[start Given text]

2 of 3 people found the following review helpful:

5A SHOCKER, even if you think you know this story, Apr 27, 2023
I read the author's other fine book, The Informant, and was eagerly awaiting his take on the Enron tale. Eichenwald does not disappoint.

The magnitude of the criminal activity at Enron -- and at other greedy corporations and outside executives -- was shocking. These are people who just laughed at the world while they lined their pockets. Just halfway through the book, your blood will boil and you will be telling others to read it. It's been a very long time that I couldn't put a book away, but this is the book.

The one thing about the book I truly enjoyed is that, despite its mouth-dropping tale, it rings true. Everyone comes off as human, driven by different mixes of greed, criminality hubris and incompetance. (Even Andy Fastow, the clear criminal of the tale, is seen down on the floor, goofing around with other people's children.) Some on here seem bothered by that, as if only a story where Lay, Skilling and company are seen drinking the blood of babies would be satisfactory.

In a way, I think that is part of Eichenwald's point -- one that he never makes out loud. (If I have any criticism it is that. I wish Eichenwald would spend more time telling us what HE thinks, so I wouldn't have to be guessing here.) Time and again, he shows journalists, analysts and politicians fawning over Skilling, Lay, et. al., with them being constantly portrayed (during the 1990's) as superhuman, infallible geniuses. All of the character traits that emerge in this book were already there, but no one mentioned them. They didn't fit the storyline.

Now, the storyline has changed: they are evil incarnate, so, some insist, everything about them must be evil. Eichenwald shows a constitency: we understand how they were portrayed as superhuman when they were not, and we understand why they are portrayed as evil. But, they are human. Failed, greedy, imcompetant executives who deserve to go to jail for their crimes. But human nonetheless. For those who demand baby-blood fairy tales, this will not be satisfying. But it is the only thing that explains how this crew could go from being seen as infallible in the 1990's to evil demons in this decade -- oftentimes based on the same information.

[end Given text]
[start Record list]

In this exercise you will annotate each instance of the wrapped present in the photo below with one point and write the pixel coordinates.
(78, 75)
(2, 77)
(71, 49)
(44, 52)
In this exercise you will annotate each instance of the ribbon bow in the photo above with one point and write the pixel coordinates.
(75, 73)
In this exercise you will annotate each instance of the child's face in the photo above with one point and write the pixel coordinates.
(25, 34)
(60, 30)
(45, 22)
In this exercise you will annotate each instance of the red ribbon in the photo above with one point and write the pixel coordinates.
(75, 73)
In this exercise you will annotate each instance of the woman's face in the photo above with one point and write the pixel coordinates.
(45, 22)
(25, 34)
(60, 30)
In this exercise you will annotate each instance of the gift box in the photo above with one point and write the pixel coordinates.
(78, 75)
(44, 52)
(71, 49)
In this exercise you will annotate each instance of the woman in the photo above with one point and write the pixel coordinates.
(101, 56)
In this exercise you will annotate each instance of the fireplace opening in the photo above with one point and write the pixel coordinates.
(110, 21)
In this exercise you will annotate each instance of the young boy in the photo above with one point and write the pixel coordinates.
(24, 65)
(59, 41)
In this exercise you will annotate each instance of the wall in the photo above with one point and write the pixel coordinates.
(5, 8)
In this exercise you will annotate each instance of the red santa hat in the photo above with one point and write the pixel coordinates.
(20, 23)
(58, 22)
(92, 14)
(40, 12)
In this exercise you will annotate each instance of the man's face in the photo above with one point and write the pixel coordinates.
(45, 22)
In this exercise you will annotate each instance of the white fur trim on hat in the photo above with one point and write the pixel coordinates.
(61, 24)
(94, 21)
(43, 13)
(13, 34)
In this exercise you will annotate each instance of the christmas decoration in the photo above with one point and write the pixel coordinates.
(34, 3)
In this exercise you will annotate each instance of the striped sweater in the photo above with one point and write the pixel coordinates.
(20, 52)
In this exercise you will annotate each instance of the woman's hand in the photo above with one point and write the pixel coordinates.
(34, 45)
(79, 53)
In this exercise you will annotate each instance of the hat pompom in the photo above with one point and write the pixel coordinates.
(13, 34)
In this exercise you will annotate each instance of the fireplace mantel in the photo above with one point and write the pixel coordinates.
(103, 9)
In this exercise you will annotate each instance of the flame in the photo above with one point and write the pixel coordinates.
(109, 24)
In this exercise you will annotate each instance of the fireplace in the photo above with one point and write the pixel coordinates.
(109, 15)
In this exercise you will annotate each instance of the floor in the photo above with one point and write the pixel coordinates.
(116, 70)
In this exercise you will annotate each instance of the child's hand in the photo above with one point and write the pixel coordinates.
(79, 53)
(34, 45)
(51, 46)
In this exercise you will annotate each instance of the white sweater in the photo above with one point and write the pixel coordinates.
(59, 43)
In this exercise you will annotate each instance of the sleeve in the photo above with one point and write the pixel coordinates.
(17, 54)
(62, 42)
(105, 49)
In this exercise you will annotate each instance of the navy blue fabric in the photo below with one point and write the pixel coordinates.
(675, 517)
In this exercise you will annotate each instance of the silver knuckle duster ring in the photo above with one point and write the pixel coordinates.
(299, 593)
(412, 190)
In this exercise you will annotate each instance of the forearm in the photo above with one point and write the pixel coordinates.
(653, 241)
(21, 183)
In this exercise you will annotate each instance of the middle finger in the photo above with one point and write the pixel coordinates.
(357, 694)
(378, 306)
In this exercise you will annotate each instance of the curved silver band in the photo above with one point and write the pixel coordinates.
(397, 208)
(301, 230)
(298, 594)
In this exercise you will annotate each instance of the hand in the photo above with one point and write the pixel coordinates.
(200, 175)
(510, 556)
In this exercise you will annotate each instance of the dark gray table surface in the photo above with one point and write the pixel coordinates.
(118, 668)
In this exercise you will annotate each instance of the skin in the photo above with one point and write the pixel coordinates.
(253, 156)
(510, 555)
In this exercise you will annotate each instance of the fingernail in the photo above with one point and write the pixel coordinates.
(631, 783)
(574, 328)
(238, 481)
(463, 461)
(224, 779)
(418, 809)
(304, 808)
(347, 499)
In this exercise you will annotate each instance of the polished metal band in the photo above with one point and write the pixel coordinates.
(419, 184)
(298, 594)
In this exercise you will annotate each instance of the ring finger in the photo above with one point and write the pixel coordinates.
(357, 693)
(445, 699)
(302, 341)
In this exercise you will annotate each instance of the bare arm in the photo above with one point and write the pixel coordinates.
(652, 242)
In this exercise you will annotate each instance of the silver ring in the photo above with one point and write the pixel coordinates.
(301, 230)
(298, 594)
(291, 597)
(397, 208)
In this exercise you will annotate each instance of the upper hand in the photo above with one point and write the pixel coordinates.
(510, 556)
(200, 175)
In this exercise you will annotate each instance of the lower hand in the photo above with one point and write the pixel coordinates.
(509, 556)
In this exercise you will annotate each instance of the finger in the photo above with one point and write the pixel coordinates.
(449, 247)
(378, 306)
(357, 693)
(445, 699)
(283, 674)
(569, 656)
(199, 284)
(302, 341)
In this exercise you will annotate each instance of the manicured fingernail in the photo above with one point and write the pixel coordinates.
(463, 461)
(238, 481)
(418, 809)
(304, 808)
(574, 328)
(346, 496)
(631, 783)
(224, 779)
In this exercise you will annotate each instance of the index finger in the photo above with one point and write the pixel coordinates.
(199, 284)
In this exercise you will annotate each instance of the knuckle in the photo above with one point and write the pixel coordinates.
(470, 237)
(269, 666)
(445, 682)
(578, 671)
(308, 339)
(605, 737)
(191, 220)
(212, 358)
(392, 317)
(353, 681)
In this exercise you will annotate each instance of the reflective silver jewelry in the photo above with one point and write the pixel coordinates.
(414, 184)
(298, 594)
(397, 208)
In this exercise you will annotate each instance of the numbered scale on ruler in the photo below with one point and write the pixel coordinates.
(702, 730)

[end Record list]
[start Record list]

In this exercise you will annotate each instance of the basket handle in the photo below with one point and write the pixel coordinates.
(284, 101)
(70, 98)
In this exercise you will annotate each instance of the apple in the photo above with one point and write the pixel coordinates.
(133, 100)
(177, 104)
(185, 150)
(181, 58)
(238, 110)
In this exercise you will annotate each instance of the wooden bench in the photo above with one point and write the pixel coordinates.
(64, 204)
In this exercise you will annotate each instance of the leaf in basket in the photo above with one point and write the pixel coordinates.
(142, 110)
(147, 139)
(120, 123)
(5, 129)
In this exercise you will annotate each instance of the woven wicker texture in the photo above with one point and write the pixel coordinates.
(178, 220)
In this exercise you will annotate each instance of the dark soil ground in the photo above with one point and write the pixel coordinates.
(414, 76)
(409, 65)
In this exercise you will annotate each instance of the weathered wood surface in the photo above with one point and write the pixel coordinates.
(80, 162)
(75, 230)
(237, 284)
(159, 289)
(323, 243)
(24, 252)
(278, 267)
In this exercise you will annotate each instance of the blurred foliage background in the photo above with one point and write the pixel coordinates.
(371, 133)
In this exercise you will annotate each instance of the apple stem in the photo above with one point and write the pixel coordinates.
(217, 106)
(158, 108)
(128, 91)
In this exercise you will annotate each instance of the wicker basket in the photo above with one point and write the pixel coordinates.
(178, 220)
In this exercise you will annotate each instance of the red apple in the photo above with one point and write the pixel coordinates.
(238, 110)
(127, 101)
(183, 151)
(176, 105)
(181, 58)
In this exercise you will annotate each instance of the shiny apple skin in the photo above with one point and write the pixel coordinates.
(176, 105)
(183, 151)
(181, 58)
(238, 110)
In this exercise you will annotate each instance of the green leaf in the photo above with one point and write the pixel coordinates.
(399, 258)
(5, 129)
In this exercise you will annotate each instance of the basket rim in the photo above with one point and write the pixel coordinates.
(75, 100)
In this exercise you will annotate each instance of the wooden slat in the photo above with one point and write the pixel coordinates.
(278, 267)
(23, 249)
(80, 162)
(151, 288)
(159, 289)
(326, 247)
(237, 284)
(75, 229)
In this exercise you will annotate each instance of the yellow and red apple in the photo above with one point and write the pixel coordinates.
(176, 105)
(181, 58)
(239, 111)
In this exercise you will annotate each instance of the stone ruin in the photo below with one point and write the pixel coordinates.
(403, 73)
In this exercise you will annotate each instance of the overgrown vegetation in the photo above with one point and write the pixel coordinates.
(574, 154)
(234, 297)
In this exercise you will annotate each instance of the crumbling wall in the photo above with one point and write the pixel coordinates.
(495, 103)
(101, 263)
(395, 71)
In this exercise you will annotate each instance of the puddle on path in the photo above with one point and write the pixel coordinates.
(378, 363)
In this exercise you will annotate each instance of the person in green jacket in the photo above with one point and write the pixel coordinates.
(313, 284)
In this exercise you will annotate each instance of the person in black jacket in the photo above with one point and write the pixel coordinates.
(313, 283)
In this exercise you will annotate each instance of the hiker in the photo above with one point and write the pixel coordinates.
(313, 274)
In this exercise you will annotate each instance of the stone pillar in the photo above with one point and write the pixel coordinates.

[end Record list]

Direction: Could you quote the Enron book review word for word, everything from "The magnitude of" down to "is the book."?

Finished answer:
The magnitude of the criminal activity at Enron -- and at other greedy corporations and outside executives -- was shocking. These are people who just laughed at the world while they lined their pockets. Just halfway through the book, your blood will boil and you will be telling others to read it. It's been a very long time that I couldn't put a book away, but this is the book.